## WHAT YOU NEED TO DO
Could you render every line of the entries below as one string in a JSON list, skipping blank lines and leaving out the pictures?

## GIVEN INFORMATION
┄┄┄┄┄┄┄┄┄┄

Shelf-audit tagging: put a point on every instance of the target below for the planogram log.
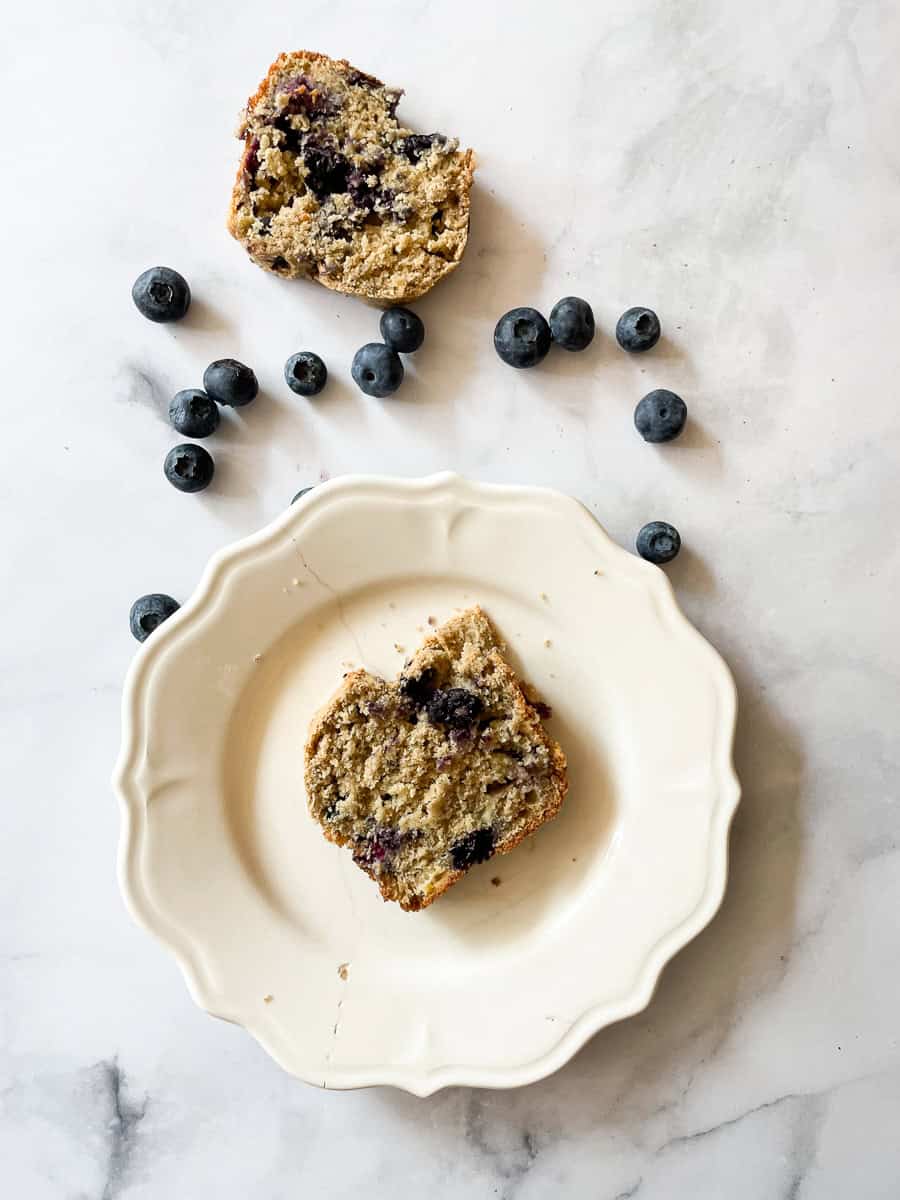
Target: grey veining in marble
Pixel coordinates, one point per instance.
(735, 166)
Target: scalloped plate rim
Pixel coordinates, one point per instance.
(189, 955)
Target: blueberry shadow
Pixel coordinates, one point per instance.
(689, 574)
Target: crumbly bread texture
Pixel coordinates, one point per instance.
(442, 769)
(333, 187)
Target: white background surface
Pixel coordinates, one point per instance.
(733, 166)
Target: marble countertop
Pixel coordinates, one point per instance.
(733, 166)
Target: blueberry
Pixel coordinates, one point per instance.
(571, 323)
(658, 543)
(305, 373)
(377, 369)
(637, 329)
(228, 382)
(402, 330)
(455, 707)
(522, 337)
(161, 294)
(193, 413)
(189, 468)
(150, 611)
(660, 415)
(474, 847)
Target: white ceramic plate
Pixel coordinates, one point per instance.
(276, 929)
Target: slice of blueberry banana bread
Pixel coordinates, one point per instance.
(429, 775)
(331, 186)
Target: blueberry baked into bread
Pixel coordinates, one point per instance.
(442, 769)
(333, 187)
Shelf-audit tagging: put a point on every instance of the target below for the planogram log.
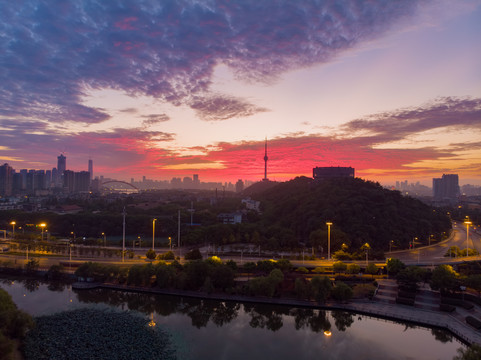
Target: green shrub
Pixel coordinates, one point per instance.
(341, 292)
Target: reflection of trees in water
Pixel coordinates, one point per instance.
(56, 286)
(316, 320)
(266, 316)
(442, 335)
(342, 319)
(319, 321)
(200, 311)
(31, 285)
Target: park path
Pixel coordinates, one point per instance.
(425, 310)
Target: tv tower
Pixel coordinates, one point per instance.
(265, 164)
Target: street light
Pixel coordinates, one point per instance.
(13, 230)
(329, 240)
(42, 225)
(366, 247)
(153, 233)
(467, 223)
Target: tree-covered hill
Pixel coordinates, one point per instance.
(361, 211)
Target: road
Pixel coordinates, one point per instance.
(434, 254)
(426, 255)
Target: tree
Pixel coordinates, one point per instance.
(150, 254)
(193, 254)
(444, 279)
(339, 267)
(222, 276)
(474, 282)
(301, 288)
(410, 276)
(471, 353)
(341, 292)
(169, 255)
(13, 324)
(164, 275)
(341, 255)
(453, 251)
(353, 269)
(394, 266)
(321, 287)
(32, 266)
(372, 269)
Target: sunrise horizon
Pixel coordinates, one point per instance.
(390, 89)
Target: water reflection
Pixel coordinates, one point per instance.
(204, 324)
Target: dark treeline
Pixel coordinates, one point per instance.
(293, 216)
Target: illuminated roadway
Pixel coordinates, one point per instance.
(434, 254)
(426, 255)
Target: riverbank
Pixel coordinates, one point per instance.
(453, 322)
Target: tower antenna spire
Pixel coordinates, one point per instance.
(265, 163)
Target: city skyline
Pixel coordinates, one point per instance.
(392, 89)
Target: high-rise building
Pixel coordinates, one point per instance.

┄┄┄┄┄┄┄┄┄┄

## ANSWER FOR THIS EXERCISE
[
  "Shelf-audit tagging: put a point on every instance of the target below for the planogram log.",
  "Target: grey veining in marble",
  "Pixel coordinates, one point per instance.",
  "(735, 166)",
  "Target: scalloped plate rim",
  "Pixel coordinates, one point per instance.",
  "(189, 955)",
  "Target: blueberry shadow",
  "Pixel coordinates, one point per instance.",
  "(689, 574)",
  "Target: crumbly bread texture",
  "Pixel coordinates, one point per instance.",
  "(442, 769)",
  "(333, 187)",
  "Target: white background surface",
  "Pixel coordinates, one point per instance.",
  "(733, 166)",
  "Target: marble countertop",
  "Pixel coordinates, one point per instance.",
  "(733, 166)",
  "Target: blueberry",
  "Pixel coordinates, one point per instance.",
  "(571, 323)",
  "(658, 543)",
  "(305, 373)",
  "(377, 369)",
  "(637, 329)",
  "(228, 382)",
  "(402, 330)",
  "(455, 707)",
  "(522, 337)",
  "(161, 294)",
  "(193, 413)",
  "(189, 468)",
  "(150, 611)",
  "(660, 415)",
  "(474, 847)",
  "Target: white ceramic plate",
  "Pixel coordinates, one point per instance.",
  "(276, 929)",
  "Target: slice of blueberry banana bread",
  "Pixel coordinates, one point per instance.",
  "(429, 775)",
  "(331, 186)",
  "Target: blueberry baked into bread",
  "Pixel coordinates, one point per instance.",
  "(442, 769)",
  "(333, 187)",
  "Shelf-audit tagging: put a point on every instance of the target below for the planogram log.",
  "Target: green shrub",
  "Pixel coordinates, one point per instance.",
  "(341, 292)",
  "Target: reflection of trees in water",
  "Pixel coordinates, one point per instance.",
  "(56, 286)",
  "(316, 320)",
  "(266, 316)",
  "(442, 335)",
  "(342, 319)",
  "(319, 321)",
  "(200, 311)",
  "(31, 285)",
  "Target: park path",
  "Pixel coordinates, one point per instance.",
  "(425, 310)",
  "Target: tv tower",
  "Pixel coordinates, one point per instance.",
  "(265, 164)",
  "Target: street light",
  "Pixel coordinates, one point per instance.",
  "(13, 230)",
  "(329, 240)",
  "(42, 225)",
  "(366, 247)",
  "(153, 233)",
  "(467, 223)",
  "Target: tree-covered hill",
  "Pixel coordinates, one point per instance.",
  "(361, 211)",
  "Target: road",
  "Pixel coordinates, one point per instance.",
  "(434, 254)",
  "(426, 255)",
  "Target: tree",
  "Pixel coordinates, one point per instance.",
  "(150, 254)",
  "(193, 254)",
  "(444, 279)",
  "(339, 267)",
  "(222, 276)",
  "(474, 282)",
  "(301, 288)",
  "(410, 276)",
  "(471, 353)",
  "(341, 292)",
  "(169, 255)",
  "(13, 324)",
  "(164, 275)",
  "(341, 255)",
  "(453, 251)",
  "(353, 269)",
  "(394, 266)",
  "(321, 287)",
  "(32, 266)",
  "(372, 269)",
  "Target: sunrise horizon",
  "Pixel coordinates, one point per instance.",
  "(390, 89)",
  "Target: water reflection",
  "Pixel coordinates, one point per instance.",
  "(204, 324)",
  "Target: dark treeline",
  "Pixel coordinates, one point per instance.",
  "(293, 216)",
  "Target: illuminated roadway",
  "Pixel coordinates, one point per instance.",
  "(434, 254)",
  "(426, 255)",
  "Target: riverbank",
  "Pixel coordinates, one point per instance.",
  "(453, 322)",
  "Target: tower antenna spire",
  "Pixel coordinates, one point per instance.",
  "(265, 163)",
  "Target: city skyline",
  "Pixel coordinates, one point per instance.",
  "(392, 89)",
  "Target: high-rise building",
  "Pixel coordinates, one point per instance."
]